Le glas a-t-il commencé à sonner pour Omar El-Béchir ? Il est peut-être encore trop tôt pour se prononcer de façon péremptoire. Mais ce qui s’est passé hier à Khartoum montre à quel point le régime vieillissant est particulièrement fragilisé.

 

Il y a peu, cela eût été inimaginable : un accrochage est en effet intervenu entre les forces de sécurité, qui voulaient disperser les manifestants qui occupent depuis plusieurs jours une place de la capitale, et l’armée. On a même assisté à des scènes de fraternisation entre les croquants et les soldats qui faisaient ensemble le V de la victoire. 

A l’image de l’armée algérienne qui a fini par épouser la cause des insurgés pour pousser Abdelaziz Bouteflika à la sortie, les militaires soudanais se sont-ils donc trouvé eux aussi leur Ahmed Gaïd Salah ? Une chose est sûre, ce 8 avril 2019 fera date.

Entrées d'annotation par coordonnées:

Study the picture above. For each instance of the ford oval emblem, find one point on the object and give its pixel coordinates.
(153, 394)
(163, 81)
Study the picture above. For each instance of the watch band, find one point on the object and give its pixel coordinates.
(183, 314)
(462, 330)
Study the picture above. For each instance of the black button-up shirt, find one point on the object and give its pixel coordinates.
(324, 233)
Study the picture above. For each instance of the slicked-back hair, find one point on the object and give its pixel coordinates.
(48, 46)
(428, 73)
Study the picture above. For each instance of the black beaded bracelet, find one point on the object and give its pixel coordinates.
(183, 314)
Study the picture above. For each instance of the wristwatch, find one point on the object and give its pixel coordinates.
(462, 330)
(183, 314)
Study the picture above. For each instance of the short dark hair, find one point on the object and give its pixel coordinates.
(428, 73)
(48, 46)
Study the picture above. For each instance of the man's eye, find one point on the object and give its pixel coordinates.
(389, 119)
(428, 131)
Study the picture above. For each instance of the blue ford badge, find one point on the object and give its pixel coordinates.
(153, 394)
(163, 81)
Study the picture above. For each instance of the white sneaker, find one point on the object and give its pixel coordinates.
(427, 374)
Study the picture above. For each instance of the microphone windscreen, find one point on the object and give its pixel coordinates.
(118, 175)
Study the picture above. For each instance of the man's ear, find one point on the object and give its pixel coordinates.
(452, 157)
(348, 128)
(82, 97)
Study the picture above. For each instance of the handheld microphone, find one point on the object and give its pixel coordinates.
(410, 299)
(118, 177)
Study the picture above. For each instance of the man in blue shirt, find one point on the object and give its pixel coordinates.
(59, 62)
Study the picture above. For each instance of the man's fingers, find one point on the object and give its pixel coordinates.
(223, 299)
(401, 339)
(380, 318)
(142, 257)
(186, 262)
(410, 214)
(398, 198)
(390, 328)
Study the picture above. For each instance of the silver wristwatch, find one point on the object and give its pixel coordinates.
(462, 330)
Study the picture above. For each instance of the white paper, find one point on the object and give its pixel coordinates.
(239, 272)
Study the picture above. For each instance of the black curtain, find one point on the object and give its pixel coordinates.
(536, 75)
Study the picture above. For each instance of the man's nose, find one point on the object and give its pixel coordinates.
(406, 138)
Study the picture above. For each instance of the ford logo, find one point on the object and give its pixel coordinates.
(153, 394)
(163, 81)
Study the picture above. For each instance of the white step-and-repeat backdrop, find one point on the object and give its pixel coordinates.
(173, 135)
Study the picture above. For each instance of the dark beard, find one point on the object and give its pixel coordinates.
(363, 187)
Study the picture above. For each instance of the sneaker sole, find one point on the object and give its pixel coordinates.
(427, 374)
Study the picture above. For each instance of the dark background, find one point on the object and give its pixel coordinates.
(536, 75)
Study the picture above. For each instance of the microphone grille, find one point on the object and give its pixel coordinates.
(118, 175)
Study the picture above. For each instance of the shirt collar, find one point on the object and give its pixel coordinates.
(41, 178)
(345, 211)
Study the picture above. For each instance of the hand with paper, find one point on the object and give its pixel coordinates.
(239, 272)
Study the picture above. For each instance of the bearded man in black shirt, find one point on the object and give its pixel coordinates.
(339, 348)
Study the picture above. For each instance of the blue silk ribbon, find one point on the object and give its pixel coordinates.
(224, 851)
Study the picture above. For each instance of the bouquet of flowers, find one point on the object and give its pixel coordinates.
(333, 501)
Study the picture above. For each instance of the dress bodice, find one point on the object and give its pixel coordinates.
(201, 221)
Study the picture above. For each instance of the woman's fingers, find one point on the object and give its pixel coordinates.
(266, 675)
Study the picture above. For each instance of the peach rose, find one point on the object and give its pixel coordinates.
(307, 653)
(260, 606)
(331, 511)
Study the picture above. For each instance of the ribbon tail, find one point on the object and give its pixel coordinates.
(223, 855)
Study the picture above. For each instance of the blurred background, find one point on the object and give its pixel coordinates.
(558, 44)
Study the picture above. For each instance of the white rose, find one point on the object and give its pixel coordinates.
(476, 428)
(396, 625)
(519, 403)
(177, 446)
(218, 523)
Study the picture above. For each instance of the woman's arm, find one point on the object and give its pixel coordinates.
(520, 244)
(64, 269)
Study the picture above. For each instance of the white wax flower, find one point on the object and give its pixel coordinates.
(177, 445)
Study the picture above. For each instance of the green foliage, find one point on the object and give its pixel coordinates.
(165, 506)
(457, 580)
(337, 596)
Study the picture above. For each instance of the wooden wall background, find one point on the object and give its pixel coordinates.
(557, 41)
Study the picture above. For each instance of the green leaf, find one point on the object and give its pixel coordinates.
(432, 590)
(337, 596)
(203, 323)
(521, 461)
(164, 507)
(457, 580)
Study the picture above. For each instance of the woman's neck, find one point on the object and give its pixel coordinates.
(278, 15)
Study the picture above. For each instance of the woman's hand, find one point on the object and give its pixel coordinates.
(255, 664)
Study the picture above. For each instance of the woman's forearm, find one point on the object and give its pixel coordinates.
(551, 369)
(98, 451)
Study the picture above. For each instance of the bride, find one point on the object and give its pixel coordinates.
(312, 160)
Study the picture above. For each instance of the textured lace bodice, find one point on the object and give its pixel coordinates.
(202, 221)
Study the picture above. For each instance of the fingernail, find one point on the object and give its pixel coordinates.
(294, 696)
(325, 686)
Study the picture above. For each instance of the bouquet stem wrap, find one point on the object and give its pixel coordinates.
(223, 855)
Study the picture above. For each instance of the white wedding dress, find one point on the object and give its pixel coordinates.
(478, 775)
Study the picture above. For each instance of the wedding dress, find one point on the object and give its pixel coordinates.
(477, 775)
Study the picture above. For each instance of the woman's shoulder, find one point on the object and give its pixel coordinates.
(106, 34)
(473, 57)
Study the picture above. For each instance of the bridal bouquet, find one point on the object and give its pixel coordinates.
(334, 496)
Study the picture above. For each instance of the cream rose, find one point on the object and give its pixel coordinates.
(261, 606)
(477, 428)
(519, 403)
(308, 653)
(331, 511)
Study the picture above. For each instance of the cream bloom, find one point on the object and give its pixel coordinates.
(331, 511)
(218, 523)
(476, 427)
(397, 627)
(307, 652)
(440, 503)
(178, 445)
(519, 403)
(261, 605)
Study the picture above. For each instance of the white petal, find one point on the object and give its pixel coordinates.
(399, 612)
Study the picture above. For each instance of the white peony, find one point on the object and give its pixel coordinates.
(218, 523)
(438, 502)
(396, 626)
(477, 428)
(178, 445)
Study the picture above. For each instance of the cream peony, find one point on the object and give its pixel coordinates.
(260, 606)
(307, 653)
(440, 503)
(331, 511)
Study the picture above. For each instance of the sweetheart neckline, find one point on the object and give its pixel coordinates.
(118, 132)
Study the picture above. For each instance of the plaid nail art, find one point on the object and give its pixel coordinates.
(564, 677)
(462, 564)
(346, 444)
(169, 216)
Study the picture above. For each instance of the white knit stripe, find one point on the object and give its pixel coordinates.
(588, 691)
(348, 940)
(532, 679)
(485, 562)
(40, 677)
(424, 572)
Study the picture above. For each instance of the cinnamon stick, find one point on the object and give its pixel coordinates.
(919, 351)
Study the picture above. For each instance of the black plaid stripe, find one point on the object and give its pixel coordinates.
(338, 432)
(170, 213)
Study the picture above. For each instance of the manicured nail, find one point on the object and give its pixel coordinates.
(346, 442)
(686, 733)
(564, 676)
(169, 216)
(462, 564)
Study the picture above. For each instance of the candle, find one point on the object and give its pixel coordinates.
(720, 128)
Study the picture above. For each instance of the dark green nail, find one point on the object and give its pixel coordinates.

**Consigne donnée**
Dans le texte sur le Soudan ci-dessus, extrayez tel quel le passage qui commence aux mots « Le glas a-t-il » et s'arrête après les mots « de la victoire. ».

**Résultat attendu**
Le glas a-t-il commencé à sonner pour Omar El-Béchir ? Il est peut-être encore trop tôt pour se prononcer de façon péremptoire. Mais ce qui s’est passé hier à Khartoum montre à quel point le régime vieillissant est particulièrement fragilisé.

 

Il y a peu, cela eût été inimaginable : un accrochage est en effet intervenu entre les forces de sécurité, qui voulaient disperser les manifestants qui occupent depuis plusieurs jours une place de la capitale, et l’armée. On a même assisté à des scènes de fraternisation entre les croquants et les soldats qui faisaient ensemble le V de la victoire.